--- START OF Provided data ---

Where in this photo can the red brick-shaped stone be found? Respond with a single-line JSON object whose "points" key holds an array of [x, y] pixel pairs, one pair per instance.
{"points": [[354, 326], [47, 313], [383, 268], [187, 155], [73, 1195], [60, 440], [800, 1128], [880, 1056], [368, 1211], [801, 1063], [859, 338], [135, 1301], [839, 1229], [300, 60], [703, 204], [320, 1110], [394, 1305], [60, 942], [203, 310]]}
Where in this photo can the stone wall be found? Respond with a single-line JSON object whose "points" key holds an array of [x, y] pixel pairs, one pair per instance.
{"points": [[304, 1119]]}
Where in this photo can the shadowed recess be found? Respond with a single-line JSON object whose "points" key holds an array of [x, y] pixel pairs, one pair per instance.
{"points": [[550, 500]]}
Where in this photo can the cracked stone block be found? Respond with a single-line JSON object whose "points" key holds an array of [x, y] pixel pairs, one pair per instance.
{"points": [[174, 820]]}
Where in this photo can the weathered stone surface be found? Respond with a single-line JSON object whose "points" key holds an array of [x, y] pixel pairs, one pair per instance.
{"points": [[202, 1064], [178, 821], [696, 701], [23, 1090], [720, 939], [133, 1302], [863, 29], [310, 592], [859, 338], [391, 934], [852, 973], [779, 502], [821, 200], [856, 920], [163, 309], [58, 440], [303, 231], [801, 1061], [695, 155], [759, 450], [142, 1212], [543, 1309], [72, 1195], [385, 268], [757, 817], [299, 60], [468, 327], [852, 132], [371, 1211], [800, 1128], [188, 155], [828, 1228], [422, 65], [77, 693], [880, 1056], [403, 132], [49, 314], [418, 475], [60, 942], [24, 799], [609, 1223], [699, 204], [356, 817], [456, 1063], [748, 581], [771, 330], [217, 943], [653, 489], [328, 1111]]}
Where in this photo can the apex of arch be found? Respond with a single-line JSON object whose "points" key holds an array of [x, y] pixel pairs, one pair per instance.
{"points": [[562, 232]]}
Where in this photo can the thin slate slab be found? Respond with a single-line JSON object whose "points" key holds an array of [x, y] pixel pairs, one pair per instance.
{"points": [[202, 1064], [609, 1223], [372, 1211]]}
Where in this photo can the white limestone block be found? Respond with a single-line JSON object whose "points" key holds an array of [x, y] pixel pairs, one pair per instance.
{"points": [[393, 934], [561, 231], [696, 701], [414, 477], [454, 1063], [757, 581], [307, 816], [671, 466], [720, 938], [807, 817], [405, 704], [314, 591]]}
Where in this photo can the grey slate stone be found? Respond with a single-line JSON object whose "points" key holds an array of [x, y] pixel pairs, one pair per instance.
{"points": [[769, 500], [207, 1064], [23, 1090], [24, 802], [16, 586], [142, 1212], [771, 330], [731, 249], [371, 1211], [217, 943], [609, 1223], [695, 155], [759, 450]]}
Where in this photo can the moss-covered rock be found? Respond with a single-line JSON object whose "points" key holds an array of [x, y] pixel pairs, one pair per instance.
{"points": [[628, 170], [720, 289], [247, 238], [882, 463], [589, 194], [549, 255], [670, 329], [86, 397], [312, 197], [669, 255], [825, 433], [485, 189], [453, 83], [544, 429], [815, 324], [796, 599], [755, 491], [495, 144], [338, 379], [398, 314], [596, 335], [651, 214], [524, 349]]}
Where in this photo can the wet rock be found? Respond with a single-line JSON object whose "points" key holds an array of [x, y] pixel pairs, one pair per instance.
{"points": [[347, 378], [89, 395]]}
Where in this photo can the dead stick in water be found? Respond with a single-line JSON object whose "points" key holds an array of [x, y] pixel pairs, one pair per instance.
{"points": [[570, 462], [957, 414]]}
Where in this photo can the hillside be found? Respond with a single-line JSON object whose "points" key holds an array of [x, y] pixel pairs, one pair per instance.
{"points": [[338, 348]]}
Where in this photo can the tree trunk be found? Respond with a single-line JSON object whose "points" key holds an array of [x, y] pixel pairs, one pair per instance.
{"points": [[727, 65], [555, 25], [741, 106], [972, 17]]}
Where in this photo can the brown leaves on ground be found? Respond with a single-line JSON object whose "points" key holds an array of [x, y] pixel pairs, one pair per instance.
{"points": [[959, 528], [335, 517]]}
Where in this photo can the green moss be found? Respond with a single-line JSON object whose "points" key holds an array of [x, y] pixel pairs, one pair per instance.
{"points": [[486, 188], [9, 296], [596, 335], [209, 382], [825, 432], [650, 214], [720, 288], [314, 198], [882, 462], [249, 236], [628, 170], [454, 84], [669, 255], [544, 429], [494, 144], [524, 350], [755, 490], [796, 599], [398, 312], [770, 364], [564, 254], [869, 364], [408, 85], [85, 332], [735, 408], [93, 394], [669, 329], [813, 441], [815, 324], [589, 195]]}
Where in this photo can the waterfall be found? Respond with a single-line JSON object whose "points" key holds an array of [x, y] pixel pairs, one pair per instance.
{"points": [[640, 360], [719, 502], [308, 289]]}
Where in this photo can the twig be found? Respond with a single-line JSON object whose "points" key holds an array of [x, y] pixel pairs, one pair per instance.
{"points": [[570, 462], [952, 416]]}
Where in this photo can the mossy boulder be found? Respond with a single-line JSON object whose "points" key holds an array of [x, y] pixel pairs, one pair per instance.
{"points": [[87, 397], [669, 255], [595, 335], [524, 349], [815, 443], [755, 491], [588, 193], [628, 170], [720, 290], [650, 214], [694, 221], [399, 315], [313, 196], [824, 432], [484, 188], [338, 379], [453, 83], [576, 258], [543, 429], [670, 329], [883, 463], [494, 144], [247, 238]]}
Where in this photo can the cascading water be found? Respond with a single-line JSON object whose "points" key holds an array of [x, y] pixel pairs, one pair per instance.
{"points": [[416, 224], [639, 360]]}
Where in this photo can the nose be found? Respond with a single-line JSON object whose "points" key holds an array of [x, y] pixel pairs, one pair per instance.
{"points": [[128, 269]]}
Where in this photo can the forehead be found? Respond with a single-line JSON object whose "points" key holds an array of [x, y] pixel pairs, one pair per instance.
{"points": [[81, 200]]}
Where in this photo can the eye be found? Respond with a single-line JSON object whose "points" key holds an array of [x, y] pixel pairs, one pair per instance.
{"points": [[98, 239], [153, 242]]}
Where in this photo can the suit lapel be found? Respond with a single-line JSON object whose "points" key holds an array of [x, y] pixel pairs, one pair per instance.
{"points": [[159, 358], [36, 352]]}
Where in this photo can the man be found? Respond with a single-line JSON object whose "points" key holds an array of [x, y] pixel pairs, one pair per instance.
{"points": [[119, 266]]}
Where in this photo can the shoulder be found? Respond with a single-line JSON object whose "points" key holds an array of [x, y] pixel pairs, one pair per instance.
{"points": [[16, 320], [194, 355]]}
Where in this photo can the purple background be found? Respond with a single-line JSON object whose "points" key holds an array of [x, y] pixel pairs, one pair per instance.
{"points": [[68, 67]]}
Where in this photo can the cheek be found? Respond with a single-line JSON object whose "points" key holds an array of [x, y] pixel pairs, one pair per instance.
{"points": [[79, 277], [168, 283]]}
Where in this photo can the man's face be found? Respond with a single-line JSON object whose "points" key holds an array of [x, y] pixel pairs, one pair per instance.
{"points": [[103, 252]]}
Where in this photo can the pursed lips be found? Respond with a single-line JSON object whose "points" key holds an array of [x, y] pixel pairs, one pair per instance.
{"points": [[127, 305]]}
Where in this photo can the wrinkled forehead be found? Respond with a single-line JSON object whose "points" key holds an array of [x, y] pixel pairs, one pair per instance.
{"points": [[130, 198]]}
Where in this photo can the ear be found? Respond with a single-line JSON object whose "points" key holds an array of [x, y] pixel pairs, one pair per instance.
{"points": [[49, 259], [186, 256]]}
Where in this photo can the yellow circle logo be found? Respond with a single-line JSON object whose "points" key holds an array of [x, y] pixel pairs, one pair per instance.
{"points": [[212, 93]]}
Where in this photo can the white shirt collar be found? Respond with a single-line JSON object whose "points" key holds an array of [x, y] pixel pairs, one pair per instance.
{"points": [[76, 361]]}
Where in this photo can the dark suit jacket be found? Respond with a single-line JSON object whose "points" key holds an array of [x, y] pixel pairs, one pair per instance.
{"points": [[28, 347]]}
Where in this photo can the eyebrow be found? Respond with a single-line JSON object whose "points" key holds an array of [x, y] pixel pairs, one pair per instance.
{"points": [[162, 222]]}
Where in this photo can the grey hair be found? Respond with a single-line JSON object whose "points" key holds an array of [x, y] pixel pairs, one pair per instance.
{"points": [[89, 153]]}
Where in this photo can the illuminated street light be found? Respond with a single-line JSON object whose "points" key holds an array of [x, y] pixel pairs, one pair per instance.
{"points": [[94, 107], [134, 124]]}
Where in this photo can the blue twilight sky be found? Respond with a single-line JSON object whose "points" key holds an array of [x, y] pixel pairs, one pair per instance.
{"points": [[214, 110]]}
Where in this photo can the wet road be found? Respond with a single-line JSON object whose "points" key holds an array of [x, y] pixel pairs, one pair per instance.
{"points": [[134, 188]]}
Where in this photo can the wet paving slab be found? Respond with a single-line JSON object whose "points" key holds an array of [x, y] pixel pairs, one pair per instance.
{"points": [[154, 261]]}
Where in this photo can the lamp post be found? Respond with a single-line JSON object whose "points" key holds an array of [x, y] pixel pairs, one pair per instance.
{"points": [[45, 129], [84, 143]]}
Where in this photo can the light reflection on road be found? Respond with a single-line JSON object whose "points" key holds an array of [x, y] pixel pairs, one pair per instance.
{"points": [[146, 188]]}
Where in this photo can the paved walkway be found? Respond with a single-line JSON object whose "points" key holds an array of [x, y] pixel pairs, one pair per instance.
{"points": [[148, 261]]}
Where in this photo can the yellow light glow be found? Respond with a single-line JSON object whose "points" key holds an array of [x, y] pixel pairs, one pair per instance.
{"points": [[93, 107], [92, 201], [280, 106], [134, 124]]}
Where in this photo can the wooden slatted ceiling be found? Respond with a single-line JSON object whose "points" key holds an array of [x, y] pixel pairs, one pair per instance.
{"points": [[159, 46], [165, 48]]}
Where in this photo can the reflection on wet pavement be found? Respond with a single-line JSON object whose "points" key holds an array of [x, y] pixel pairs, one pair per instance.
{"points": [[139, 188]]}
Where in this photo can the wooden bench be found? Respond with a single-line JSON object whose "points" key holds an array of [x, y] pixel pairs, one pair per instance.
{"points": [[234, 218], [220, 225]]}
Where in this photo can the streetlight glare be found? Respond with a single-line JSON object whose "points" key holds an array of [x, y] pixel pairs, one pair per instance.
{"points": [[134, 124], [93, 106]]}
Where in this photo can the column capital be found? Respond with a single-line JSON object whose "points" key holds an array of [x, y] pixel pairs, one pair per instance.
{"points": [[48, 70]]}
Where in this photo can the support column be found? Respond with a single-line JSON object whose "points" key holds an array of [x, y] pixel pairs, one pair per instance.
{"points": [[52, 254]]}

--- END OF Provided data ---

Stated goal →
Please copy word for word the part of the data that starts at the line containing "Where in this photo can the streetlight" and runs through the end of the data, including both ends.

The reply →
Where in this photo can the streetlight glare be found? Respond with a single-line JSON object whose "points" key holds an array of [x, y] pixel pairs, one pair per instance.
{"points": [[134, 124], [93, 106]]}
Where in this photo can the column capital be found? Respond with a single-line JSON object whose "points" key holds an array of [x, y] pixel pairs, one pair per instance.
{"points": [[48, 70]]}
Where in this photo can the support column be found? Respond with a single-line JSON object whose "points" key holds an array of [x, y] pixel pairs, one pair per instance.
{"points": [[52, 254]]}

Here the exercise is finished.